## Exercise brief
Copy the stretch of entries below from the line containing "Scouting pass: put a marker on the rocky outcrop, one" through the line containing "[(116, 224), (682, 351), (483, 263)]", including both of those lines and reproducing every line word for word.

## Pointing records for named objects
········
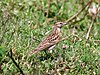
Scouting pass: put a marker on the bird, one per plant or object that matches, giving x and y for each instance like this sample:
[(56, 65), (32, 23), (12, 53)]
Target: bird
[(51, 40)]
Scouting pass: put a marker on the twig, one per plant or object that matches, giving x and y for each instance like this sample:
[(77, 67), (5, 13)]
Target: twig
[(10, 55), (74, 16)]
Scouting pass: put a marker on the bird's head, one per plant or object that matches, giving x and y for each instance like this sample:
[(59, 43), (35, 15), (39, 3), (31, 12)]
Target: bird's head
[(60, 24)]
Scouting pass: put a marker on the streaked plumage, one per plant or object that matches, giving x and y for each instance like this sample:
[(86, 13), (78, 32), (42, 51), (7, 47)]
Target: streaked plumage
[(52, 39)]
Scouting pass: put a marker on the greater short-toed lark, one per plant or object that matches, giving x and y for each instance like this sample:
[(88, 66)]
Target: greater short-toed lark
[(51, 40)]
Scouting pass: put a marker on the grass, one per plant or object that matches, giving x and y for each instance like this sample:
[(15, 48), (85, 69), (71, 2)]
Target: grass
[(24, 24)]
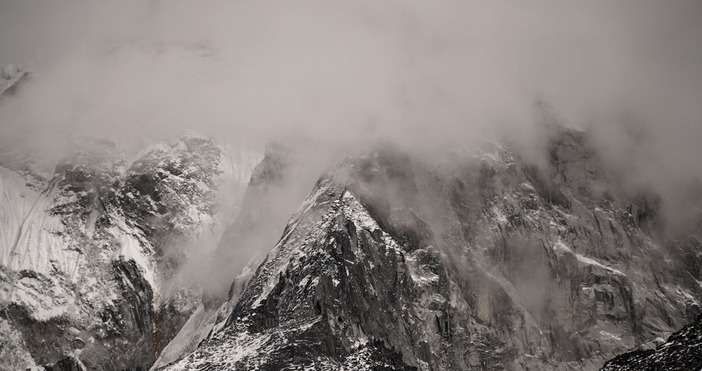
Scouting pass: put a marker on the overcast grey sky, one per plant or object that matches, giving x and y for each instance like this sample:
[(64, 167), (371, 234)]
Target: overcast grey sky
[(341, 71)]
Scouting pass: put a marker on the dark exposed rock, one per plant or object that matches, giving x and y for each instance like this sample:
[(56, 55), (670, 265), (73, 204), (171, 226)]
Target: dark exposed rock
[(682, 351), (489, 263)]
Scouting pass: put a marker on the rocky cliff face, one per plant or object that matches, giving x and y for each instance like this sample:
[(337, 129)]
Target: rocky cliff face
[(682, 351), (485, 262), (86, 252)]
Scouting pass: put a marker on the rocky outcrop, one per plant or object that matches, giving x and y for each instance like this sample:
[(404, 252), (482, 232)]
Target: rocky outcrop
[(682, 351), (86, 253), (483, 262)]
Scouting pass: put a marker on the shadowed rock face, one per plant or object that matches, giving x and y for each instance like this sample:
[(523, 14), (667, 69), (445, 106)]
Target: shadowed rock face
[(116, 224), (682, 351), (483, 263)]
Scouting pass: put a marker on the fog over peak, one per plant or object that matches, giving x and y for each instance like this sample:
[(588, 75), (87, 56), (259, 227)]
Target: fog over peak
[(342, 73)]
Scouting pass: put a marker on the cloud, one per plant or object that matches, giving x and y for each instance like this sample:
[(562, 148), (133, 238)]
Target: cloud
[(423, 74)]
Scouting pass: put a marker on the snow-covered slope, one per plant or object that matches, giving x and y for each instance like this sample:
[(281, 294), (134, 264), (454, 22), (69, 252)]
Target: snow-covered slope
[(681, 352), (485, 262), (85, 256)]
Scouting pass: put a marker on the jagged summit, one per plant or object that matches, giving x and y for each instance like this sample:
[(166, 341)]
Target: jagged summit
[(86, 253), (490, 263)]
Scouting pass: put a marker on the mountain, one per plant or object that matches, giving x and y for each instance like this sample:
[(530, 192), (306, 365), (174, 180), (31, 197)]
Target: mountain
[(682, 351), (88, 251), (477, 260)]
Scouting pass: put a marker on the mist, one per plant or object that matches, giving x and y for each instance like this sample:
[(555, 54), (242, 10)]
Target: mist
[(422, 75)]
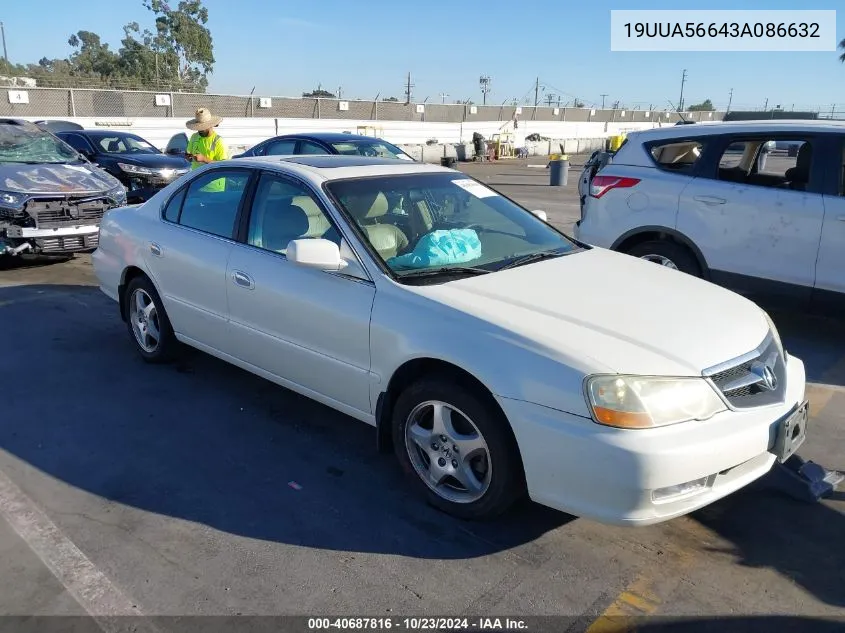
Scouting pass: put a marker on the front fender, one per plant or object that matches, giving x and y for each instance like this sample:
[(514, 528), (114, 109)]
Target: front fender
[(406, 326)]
········
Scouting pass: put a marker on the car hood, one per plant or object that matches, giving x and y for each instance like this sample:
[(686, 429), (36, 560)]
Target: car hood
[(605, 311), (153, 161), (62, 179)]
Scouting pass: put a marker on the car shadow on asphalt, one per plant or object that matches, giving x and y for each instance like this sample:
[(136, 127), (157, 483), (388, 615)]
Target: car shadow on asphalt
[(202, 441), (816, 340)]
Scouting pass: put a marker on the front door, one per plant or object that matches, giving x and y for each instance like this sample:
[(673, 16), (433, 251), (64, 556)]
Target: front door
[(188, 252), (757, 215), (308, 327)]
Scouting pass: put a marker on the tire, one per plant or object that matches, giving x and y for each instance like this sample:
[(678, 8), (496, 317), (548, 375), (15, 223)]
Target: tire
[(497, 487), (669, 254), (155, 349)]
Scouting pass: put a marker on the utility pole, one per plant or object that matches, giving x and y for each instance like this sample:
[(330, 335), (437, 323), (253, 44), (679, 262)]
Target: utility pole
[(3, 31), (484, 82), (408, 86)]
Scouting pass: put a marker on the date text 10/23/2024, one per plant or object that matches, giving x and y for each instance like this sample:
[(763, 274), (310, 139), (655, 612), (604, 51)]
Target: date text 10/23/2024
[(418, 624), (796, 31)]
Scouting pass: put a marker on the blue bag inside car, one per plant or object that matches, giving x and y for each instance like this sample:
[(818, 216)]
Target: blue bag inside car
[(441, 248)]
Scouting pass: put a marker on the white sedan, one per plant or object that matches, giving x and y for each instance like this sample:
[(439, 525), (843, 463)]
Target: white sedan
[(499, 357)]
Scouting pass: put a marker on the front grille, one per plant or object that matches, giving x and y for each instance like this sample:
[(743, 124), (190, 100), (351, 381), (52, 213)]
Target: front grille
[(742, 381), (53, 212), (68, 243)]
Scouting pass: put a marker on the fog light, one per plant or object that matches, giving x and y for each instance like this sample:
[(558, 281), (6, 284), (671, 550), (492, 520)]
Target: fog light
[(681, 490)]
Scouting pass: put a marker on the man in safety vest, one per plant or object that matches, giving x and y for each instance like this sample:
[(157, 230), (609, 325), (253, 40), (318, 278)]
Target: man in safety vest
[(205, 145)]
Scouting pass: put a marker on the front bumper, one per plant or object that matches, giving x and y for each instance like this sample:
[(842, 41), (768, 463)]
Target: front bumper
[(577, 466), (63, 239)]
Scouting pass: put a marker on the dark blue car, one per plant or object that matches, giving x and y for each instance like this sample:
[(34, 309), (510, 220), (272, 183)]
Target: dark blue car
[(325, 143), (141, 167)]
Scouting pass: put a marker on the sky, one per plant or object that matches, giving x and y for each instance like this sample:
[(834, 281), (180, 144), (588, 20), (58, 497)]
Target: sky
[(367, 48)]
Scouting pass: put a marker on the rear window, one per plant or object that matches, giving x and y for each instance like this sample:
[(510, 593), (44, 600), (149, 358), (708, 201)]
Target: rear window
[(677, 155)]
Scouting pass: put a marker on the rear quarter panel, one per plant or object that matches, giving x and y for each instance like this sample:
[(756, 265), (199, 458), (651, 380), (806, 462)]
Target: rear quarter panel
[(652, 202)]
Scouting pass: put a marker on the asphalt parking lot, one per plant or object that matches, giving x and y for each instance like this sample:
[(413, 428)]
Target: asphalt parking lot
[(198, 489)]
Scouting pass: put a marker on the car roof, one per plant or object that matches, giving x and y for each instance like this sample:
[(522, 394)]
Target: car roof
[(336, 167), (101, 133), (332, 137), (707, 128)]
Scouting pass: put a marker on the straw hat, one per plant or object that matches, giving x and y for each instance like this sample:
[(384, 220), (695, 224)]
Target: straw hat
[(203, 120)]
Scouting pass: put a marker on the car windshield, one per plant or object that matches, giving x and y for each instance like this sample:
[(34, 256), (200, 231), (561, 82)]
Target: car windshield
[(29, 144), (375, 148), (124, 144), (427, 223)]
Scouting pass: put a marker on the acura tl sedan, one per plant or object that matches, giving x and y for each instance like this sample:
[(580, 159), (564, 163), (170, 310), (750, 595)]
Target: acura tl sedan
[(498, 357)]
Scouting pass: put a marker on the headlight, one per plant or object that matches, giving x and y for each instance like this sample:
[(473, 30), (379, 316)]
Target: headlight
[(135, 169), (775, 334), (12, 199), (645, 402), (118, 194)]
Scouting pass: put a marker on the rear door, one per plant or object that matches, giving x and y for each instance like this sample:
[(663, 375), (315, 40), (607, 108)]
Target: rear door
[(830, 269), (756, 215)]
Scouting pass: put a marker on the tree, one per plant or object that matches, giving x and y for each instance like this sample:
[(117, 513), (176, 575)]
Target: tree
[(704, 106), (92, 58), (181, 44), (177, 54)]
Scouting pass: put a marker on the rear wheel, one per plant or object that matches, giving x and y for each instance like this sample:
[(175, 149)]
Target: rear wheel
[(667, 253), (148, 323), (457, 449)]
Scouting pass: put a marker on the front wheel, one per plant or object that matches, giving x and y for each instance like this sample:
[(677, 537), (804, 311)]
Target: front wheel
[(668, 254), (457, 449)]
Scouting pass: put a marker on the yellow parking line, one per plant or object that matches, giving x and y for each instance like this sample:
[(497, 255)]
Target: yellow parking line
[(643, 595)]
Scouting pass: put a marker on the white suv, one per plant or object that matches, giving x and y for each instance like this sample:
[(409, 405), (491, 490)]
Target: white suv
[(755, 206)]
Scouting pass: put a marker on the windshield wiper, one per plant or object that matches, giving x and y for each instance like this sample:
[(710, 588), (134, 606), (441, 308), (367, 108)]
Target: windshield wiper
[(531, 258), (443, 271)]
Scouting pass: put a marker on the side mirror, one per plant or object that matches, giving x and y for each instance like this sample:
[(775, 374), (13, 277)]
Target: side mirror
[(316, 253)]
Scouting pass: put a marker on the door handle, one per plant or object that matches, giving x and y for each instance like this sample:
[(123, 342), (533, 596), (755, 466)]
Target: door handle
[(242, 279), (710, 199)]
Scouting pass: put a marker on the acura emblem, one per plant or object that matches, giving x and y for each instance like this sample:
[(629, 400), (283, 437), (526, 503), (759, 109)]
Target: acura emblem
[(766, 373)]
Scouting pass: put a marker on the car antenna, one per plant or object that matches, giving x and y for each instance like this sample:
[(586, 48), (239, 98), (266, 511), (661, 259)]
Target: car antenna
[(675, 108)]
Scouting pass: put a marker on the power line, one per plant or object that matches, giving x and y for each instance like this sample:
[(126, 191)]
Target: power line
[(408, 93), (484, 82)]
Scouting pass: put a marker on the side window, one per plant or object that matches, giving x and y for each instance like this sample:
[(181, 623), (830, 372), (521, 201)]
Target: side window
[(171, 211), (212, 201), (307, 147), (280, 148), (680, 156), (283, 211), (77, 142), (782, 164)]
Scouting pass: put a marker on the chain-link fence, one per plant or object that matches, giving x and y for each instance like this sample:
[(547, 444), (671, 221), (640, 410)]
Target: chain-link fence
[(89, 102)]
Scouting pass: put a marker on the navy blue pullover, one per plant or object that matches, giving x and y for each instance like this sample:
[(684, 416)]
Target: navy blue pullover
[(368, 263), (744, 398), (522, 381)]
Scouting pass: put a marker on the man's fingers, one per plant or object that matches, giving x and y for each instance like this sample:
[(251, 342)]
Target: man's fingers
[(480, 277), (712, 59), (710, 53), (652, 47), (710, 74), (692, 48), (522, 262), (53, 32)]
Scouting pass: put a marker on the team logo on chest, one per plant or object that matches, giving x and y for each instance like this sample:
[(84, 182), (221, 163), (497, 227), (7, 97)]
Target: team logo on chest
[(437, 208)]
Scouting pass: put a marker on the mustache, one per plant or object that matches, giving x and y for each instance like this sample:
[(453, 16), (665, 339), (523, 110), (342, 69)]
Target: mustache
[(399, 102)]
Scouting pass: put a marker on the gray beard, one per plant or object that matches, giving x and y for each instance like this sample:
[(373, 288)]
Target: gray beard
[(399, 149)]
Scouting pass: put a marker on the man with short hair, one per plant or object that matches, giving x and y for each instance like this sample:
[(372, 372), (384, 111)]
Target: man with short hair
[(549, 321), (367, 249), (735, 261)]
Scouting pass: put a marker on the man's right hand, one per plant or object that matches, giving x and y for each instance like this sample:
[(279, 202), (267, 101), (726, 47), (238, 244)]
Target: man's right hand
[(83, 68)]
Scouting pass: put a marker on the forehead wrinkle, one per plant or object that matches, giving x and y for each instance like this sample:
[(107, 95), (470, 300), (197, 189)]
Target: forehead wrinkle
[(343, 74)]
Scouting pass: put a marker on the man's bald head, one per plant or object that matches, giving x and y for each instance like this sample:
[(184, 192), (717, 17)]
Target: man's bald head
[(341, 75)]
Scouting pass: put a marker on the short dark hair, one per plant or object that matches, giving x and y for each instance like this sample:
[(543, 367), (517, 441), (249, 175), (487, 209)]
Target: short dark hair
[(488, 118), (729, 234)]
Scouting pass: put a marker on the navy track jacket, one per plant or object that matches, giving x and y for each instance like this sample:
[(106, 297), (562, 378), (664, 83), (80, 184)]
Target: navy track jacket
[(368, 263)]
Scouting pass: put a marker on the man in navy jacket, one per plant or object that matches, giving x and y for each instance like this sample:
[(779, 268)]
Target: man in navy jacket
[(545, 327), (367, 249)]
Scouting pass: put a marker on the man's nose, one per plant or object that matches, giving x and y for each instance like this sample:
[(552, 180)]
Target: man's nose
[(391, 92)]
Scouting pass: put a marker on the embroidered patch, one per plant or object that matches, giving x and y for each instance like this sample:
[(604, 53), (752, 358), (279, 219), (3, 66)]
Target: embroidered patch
········
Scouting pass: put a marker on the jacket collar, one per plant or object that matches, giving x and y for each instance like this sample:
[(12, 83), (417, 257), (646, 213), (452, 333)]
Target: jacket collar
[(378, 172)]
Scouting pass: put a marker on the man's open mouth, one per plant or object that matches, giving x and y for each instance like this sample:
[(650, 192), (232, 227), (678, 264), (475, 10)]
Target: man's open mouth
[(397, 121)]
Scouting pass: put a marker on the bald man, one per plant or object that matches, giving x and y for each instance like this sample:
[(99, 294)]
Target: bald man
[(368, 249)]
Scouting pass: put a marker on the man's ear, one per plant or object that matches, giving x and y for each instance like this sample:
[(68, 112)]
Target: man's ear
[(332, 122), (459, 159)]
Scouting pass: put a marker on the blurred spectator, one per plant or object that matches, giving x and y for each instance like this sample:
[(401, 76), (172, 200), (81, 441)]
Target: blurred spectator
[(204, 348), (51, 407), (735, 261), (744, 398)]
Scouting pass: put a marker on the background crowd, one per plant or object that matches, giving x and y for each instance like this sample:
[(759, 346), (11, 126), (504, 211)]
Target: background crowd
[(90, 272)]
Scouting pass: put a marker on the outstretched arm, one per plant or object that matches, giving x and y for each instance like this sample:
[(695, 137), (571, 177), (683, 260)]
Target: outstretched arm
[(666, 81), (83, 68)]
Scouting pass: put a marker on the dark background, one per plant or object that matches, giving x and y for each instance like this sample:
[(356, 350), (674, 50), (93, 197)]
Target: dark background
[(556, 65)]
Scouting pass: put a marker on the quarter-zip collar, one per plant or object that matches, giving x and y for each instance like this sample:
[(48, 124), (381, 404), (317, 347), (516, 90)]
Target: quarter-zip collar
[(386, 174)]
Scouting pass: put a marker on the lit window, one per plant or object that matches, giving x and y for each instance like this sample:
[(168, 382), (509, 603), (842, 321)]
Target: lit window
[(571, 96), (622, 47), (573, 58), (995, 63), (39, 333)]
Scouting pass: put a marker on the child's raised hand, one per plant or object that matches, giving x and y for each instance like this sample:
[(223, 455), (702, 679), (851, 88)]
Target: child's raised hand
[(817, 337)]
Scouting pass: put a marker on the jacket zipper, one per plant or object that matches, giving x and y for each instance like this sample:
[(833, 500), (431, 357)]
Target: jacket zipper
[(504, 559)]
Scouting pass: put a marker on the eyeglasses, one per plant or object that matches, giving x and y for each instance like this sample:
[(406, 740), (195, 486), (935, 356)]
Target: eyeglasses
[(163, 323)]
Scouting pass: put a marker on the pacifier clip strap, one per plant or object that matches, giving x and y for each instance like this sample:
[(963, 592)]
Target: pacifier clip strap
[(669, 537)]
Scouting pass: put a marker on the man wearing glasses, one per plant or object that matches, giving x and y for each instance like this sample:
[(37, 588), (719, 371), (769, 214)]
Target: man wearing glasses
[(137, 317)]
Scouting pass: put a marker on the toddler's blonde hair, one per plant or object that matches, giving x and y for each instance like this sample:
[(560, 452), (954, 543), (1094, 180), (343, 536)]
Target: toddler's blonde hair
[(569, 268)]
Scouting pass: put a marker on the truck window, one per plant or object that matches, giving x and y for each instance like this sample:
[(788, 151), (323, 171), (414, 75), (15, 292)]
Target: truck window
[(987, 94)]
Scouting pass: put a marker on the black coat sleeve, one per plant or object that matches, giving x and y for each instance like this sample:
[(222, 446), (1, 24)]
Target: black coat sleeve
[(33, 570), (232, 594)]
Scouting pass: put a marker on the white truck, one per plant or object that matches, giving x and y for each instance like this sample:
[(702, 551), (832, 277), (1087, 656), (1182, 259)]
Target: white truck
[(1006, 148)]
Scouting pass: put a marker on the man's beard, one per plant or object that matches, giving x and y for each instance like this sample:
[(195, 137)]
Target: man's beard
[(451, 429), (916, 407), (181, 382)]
········
## Task answer
Scouting pass: put a marker on the rocky outcrop, one per plant or object that matches, giving x and y for each instance like this sample:
[(404, 252), (482, 232)]
Target: rocky outcrop
[(682, 351), (86, 253), (483, 262)]
Scouting pass: put a marker on the shadowed rock face, one per plant or object that matches, giving x and y for each instance like this sample:
[(523, 14), (667, 69), (445, 106)]
Target: shadowed rock face
[(116, 224), (682, 351), (483, 263)]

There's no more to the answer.